SELECTED EXCERPT:
BEGIN

The overall distribution and operational deployment of the system within client server
distribution architecture is shown in Figure 2 below.


          Fig. 2. Client-Server architecture of the initial Emotion Detection prototype.
   The system is divided into the frontend and the backend. The frontend in the cli-
ents’ machine is combined of Face-api.js in TensorFlow.js, HTML/CSS/JavaScript,
and browser to display the front-end. The backend server is developed using NodeJS
Express, mongoose.Database, and MongoDB. The implementation allows both offline
video and stream video to be uploaded and processed. We can input an HTML ele-
ment like images or offline video using the id of the element, and input stream video
with function startVideo() to start webcam in the browser.

END

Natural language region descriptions

BEGIN

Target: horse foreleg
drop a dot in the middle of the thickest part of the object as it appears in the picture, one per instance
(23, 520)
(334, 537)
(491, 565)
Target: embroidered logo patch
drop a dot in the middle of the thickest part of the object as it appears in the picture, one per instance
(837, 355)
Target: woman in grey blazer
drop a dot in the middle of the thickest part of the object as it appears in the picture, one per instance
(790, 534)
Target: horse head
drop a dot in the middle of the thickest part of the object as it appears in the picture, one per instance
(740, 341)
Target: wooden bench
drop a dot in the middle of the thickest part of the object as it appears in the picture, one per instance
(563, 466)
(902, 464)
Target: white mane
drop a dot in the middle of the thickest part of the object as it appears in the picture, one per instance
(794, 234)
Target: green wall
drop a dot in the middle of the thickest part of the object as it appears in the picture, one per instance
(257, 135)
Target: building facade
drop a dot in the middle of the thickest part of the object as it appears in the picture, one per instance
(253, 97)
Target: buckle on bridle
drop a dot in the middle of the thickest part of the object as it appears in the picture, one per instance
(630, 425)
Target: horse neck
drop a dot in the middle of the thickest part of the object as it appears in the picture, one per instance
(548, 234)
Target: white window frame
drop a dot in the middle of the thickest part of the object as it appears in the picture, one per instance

END

PROMPT A: From the emotion detection excerpt above, return the text starting at "The overall distribution" and ending at "Emotion Detection prototype.".
PROMPT B: According to the emotion detection excerpt, what is the backend server developed with?
PROMPT C: Rewrite the paragraph of the emotion detection excerpt that begins "The system is divided into the frontend" as a short bulleted list that keeps its main facts.

EXPECTED ANSWER A:
The overall distribution and operational deployment of the system within client server
distribution architecture is shown in Figure 2 below.


          Fig. 2. Client-Server architecture of the initial Emotion Detection prototype.

EXPECTED ANSWER B: NodeJS Express, mongoose.Database, and MongoDB.

EXPECTED ANSWER C:
- The system has a frontend and a backend.
- Frontend (on the clients' machines): Face-api.js in TensorFlow.js, HTML/CSS/JavaScript, and a browser to display it.
- Backend server: NodeJS Express, mongoose.Database, and MongoDB.
- Both offline video and stream video can be uploaded and processed.
- Images or offline video are input as HTML elements using the element's id. Stream video is input with the function startVideo(), which starts the webcam in the browser.